- [MATERIAL PROVIDED]:
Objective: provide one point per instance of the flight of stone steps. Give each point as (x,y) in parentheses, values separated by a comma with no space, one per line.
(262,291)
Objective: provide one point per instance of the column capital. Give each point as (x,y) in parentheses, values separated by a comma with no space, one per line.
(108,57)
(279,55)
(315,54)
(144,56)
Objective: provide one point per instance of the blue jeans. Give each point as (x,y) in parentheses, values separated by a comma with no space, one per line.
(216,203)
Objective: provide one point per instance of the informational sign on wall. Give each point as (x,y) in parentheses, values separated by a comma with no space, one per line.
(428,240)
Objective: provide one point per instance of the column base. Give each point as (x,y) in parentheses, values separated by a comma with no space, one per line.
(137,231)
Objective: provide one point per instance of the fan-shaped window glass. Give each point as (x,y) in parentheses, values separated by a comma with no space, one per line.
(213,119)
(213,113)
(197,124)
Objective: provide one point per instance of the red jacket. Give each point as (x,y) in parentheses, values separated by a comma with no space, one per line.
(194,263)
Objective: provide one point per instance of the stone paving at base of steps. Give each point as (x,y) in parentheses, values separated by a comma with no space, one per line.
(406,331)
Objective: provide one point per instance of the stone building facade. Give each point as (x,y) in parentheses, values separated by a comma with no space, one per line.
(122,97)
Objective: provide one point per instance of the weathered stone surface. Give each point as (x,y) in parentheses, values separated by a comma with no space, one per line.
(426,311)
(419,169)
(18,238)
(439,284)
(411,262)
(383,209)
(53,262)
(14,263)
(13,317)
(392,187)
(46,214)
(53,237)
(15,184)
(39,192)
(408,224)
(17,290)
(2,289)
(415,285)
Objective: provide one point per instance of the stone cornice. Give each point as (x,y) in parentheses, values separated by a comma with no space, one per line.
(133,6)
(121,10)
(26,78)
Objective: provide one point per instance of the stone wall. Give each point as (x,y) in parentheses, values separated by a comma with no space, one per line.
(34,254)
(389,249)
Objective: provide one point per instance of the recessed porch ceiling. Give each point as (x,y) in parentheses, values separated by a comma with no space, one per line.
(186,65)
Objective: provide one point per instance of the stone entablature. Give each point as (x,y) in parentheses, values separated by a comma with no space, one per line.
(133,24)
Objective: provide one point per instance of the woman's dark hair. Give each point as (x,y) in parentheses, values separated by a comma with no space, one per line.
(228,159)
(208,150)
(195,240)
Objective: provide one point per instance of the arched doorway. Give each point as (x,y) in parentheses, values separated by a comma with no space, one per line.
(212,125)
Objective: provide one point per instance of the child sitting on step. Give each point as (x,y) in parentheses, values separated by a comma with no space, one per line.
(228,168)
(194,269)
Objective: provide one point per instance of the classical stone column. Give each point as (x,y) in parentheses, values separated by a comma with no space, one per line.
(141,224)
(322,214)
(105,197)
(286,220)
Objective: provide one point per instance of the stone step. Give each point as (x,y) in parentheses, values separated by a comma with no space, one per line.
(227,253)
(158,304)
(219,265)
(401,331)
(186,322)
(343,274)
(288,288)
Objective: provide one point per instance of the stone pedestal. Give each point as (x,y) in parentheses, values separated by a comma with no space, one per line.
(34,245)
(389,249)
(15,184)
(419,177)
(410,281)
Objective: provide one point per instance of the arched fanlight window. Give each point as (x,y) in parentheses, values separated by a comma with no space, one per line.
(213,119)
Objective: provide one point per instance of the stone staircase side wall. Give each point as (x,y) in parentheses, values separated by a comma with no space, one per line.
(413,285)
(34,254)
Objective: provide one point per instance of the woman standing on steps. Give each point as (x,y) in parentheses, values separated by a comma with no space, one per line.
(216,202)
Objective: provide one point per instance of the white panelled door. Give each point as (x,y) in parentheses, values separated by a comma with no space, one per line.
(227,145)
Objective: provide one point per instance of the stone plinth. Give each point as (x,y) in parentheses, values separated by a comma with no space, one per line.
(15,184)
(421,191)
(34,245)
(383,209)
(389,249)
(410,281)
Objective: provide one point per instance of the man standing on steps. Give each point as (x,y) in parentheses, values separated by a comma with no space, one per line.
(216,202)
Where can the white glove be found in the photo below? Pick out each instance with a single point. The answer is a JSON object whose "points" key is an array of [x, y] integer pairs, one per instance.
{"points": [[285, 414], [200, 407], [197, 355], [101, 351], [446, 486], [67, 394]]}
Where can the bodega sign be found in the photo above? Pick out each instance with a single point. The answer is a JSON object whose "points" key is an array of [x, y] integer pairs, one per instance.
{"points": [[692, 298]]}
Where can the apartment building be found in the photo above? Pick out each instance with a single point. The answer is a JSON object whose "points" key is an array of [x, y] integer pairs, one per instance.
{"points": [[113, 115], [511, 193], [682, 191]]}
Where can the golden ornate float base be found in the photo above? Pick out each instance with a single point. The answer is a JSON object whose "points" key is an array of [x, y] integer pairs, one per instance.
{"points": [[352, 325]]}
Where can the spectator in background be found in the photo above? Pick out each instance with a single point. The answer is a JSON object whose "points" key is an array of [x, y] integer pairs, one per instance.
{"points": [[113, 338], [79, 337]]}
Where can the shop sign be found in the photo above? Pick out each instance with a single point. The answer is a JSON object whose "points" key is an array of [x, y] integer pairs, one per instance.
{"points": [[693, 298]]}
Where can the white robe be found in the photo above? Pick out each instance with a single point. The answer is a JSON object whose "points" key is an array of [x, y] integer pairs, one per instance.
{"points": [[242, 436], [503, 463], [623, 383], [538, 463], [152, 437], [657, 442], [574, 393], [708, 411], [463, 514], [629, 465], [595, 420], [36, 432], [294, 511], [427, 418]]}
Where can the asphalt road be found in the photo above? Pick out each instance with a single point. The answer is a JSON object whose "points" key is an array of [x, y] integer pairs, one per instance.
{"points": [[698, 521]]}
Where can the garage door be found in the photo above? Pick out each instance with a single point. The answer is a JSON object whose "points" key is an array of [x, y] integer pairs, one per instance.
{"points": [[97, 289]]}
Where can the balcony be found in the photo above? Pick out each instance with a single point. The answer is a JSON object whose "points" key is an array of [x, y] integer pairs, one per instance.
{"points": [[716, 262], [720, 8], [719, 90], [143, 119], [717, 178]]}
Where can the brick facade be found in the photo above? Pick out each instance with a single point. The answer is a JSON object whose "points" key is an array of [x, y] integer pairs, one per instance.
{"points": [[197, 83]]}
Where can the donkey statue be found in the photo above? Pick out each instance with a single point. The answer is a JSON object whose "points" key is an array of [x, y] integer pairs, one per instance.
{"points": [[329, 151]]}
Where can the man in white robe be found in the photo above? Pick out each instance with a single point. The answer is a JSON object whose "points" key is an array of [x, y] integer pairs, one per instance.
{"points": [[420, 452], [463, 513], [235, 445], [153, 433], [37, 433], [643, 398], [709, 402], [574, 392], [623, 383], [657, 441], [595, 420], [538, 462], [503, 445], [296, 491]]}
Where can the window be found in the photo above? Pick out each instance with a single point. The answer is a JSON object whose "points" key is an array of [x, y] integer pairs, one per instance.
==
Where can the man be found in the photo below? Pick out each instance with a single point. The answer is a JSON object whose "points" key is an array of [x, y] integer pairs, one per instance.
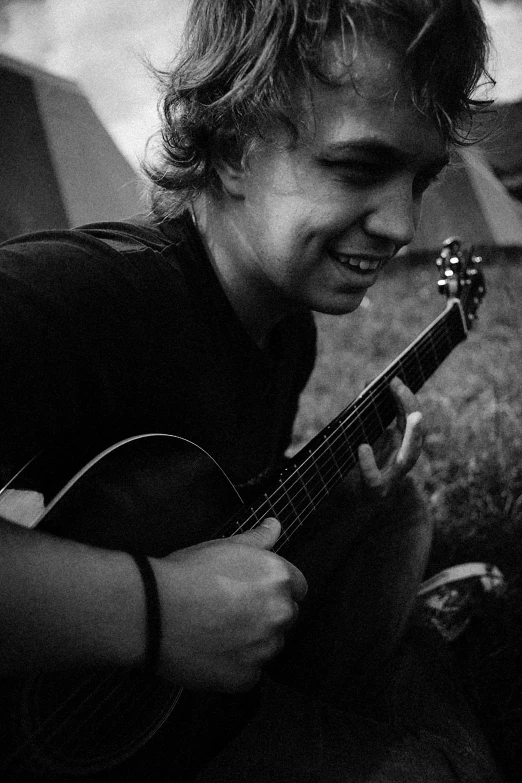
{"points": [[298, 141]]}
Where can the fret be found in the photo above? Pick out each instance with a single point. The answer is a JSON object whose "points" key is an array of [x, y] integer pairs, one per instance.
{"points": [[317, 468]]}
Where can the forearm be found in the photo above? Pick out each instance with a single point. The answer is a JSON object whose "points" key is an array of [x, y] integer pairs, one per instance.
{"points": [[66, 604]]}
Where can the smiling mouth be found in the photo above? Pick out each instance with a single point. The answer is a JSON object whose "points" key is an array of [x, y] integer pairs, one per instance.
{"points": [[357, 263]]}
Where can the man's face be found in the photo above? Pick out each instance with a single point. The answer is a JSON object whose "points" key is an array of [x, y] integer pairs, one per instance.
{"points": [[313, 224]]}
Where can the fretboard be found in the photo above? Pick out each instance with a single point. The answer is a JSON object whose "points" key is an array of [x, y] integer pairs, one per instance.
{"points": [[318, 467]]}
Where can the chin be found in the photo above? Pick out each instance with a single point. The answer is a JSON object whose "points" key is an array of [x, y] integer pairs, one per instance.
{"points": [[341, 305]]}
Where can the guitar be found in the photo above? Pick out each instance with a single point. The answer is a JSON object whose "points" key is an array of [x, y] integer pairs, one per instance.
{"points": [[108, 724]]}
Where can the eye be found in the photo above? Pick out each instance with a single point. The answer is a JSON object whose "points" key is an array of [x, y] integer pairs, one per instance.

- [WHAT TO PRODUCE]:
Could you set down, exactly as written, the lines above between the one holding "Where can the donkey" and the one holding "Where can the window", inclusive, and nothing more?

- [ANSWER AREA]:
Where can the donkey statue be found in the photo above? Pick out each instance with a single point. The answer is a JSON object whose "points" key is an array of [x, y] integer pairs, one per instance.
{"points": [[329, 151]]}
Where can the man in white robe be found in the photo above? Pick out each instance with a single point. The answer is a JSON object whose "points" key is an array of [x, y] integer pairs, one per instance.
{"points": [[420, 452], [463, 513], [235, 445], [153, 433], [37, 433], [643, 398], [709, 402], [574, 392], [623, 383], [657, 441], [595, 420], [538, 462], [503, 445], [296, 491]]}
Where can the window be found in the photo above? Pick out each instance with a single point. The answer is a JSON object whose "points" key is an array of [x, y] integer pairs, one per instance.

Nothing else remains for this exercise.